** DATASET EXCERPTS follows **

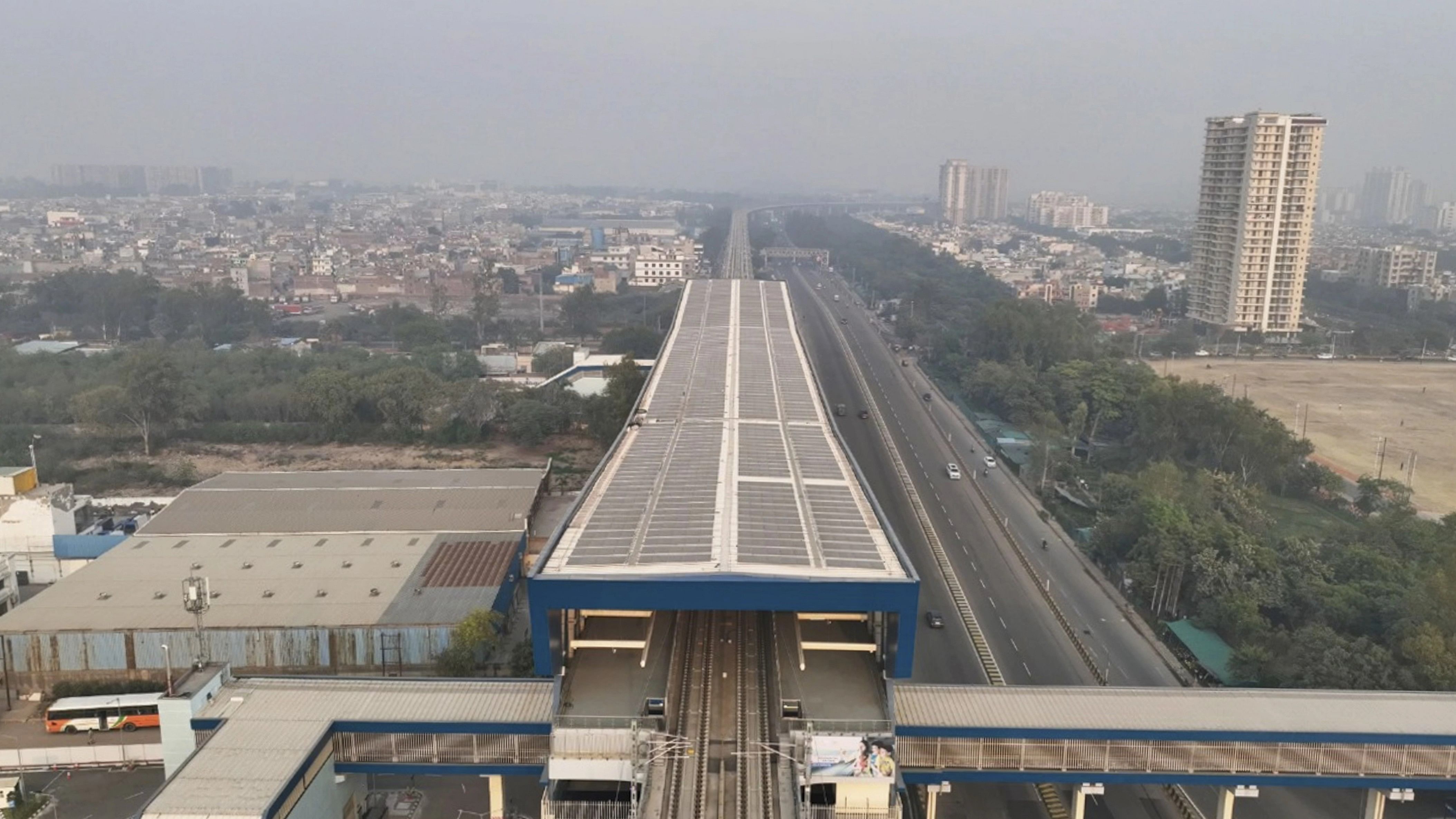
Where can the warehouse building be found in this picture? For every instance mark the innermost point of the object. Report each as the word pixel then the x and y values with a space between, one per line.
pixel 328 572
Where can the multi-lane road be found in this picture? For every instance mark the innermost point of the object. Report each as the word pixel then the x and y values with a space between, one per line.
pixel 1027 641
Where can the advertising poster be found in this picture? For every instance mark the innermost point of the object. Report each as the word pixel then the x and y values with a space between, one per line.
pixel 844 757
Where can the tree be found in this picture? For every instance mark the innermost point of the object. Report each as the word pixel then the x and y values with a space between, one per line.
pixel 331 396
pixel 404 396
pixel 608 412
pixel 1377 495
pixel 152 396
pixel 554 361
pixel 472 639
pixel 634 340
pixel 532 421
pixel 581 312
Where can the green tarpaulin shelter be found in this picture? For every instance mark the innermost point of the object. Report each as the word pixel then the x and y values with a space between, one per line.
pixel 1208 648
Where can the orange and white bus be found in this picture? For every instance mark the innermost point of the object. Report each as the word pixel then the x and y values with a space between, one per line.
pixel 126 712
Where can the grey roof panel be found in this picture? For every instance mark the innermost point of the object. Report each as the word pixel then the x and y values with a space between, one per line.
pixel 1176 709
pixel 733 466
pixel 272 725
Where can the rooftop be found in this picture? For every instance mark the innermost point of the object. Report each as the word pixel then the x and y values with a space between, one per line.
pixel 273 725
pixel 732 466
pixel 1234 711
pixel 375 501
pixel 264 581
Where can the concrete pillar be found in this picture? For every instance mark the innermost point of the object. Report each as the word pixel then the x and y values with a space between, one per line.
pixel 1225 809
pixel 1373 807
pixel 497 796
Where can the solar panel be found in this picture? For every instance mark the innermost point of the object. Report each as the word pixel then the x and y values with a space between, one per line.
pixel 732 373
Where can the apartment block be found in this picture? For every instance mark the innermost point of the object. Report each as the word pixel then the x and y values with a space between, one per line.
pixel 954 177
pixel 1256 220
pixel 1053 209
pixel 1398 267
pixel 972 194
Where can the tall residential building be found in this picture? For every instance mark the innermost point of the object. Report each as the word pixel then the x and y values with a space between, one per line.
pixel 1398 267
pixel 954 175
pixel 1337 206
pixel 136 180
pixel 1391 197
pixel 970 194
pixel 986 194
pixel 1052 209
pixel 1256 220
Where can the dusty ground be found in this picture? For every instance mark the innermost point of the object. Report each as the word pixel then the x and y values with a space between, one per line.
pixel 574 459
pixel 1352 405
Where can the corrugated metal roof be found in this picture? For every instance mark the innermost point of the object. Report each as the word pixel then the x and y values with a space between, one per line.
pixel 257 581
pixel 378 479
pixel 388 501
pixel 1176 709
pixel 272 725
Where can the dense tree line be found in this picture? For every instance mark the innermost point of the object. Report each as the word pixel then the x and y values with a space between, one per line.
pixel 937 296
pixel 1382 319
pixel 1181 482
pixel 127 306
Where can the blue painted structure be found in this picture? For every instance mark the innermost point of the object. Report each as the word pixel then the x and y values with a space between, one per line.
pixel 85 547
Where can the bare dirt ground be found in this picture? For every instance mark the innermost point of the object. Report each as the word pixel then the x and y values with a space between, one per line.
pixel 574 459
pixel 1352 405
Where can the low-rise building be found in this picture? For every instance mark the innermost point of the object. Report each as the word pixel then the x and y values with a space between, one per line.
pixel 327 572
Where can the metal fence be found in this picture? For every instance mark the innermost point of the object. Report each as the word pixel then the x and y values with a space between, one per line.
pixel 79 757
pixel 443 748
pixel 1256 759
pixel 573 809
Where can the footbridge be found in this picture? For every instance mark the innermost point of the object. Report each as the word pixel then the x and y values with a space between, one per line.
pixel 1232 740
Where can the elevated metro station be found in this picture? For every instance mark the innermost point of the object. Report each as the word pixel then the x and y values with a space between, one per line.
pixel 724 626
pixel 726 566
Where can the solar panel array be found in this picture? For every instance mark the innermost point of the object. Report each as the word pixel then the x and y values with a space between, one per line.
pixel 730 465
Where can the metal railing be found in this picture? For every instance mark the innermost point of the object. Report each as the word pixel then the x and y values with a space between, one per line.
pixel 1229 759
pixel 443 748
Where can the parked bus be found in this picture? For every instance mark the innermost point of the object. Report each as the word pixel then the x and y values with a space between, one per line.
pixel 126 712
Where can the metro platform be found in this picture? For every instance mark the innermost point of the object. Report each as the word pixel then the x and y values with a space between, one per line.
pixel 729 491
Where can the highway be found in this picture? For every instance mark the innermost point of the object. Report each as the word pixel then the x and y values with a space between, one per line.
pixel 1024 636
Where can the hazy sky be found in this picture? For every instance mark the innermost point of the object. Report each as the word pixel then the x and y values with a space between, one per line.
pixel 1089 97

** End of DATASET EXCERPTS **

* **WORK ITEM**:
Restate the listing above word for word. Leave the images out.

* **SOLUTION BELOW**:
Where can the warehouse building be found in this picture? For every instance mark the innermost point of the object. Report each as the word pixel then the x and y values with a space between, one per line.
pixel 328 572
Where can the multi-lane road be found in this picture? For every instance mark the innermost point of the object. Report each as the word pixel then the x and y values with a space between, one per line.
pixel 1027 641
Where can the advertising poster be found in this picture? For every instance mark the innermost point of the object. Report each as the word pixel then the x and y values with a space between, one per line.
pixel 844 757
Where can the tree be found in this picture? For every instance mark the innermost point of the object. Report each as the word pixel then the x and y values with a space between, one per line.
pixel 331 396
pixel 404 396
pixel 608 412
pixel 1377 495
pixel 152 396
pixel 554 361
pixel 472 639
pixel 634 340
pixel 532 421
pixel 581 312
Where can the green tarpaulin shelter be found in this picture? For every instance mark the innermost point of the object. Report each as the word pixel then the x and y values with a space between, one per line.
pixel 1208 648
Where can the orange and white bus be found in this picture? For every instance mark the innermost point of the object. Report each as the word pixel then the x and y values with a space between, one per line.
pixel 126 712
Where can the grey roof panel be found in this picture? For every instance mark the innermost point of the object. Report each as the word pixel then the x and y values with a space between, one per line.
pixel 1176 709
pixel 733 466
pixel 272 725
Where can the rooftop be found in this picture? For every instance mark the innermost point of the object. Report each as the word pixel then the x and y values with a space between, one per line.
pixel 273 725
pixel 732 466
pixel 1234 711
pixel 375 501
pixel 264 581
Where can the concrete pillar be found in this picture? For every instance mark the innermost point of the object. Report each as the word pixel then the x and y values with a space between, one per line.
pixel 1225 809
pixel 1373 807
pixel 497 796
Where can the solar panel be found in this picture? For every instance mark the innermost point of the object. Report each as the word pixel then the x and y values with a space between, one per line.
pixel 732 373
Where can the apartment block be found in this picture? For every instance mark the innermost point of the object. Report each as the word pixel then the x and y values with a space between, one per line.
pixel 954 177
pixel 1256 220
pixel 1053 209
pixel 1398 267
pixel 972 194
Where can the tall residential building be found in this picture? For every instance mark the innermost point of the object. Report each as the word pixel then the x and y values with a space between, one per line.
pixel 1398 267
pixel 954 175
pixel 1337 206
pixel 136 180
pixel 1391 197
pixel 970 194
pixel 986 194
pixel 1052 209
pixel 1256 220
Where can the dusty ground be found in this picture? For every instance mark the innermost point of the object. Report each as the word pixel then the x and y values with a space between, one per line.
pixel 574 459
pixel 1352 405
Where can the corrugated metal roof be found in this picture? For every instance mark the innermost point of the object. Report each as the word pixel then the x and y values with a space between, one per line.
pixel 257 581
pixel 378 479
pixel 388 501
pixel 1176 709
pixel 272 725
Where can the dense tree line be found in this picture? For every instance mark the innermost point of the object. Report each as the word pixel then the x and y values with a space between, one per line.
pixel 937 296
pixel 1382 319
pixel 1181 482
pixel 127 306
Where can the blue painted structure be found in this picture? For every instance mark the innermost point of the object. Report each as the word pixel then the x and y values with a space between, one per line.
pixel 85 547
Where can the bare dirt ground be found in this picture? For every instance mark the innermost point of the object. Report each as the word pixel then the x and y values with a space between, one per line.
pixel 574 459
pixel 1352 405
Where can the low-rise building be found in this picture? For every instance mark the innermost point of the object. Report each as the word pixel then the x and y values with a space between, one per line.
pixel 327 572
Where can the metal fence be found in this picture? For every instance mark the innermost point of the object. Report each as the word pixel then the x and y values with a space between, one per line.
pixel 79 757
pixel 443 748
pixel 1256 759
pixel 573 809
Where can the footbridge be found in this picture? For every instance mark the innermost point of the object. Report each as the word pixel then the x and y values with a space between, one per line.
pixel 1232 740
Where can the elevated metro station be found in this picture? For every instance mark the innermost point of the object. Report each as the word pixel then the x and y values with a space between, one per line.
pixel 724 626
pixel 726 566
Where can the solar panel array be found in this picture? For every instance mark the innermost point of the object. Report each as the word pixel then the x and y values with a space between, one per line.
pixel 730 465
Where can the metal railing be found in this picture? For every instance mark the innermost point of the object. Report each as the word pixel then the x and y values with a space between, one per line.
pixel 1229 759
pixel 443 748
Where can the parked bus be found in this picture? For every instance mark the innermost point of the object. Report each as the word pixel then the x and y values with a space between, one per line.
pixel 126 712
Where can the metro platform be found in this picture? For every instance mark the innermost point of the object. Report each as the word pixel then the x and y values with a space between, one per line.
pixel 729 491
Where can the highway be found in this picture? For every instance mark the innermost point of the object. Report each as the word pixel then the x and y values with a space between, one per line.
pixel 1024 636
Where can the hazy sky be found in this picture? For every instance mark the innermost point of the object. Report each as the word pixel then the x and y values with a space between, one per line.
pixel 1089 97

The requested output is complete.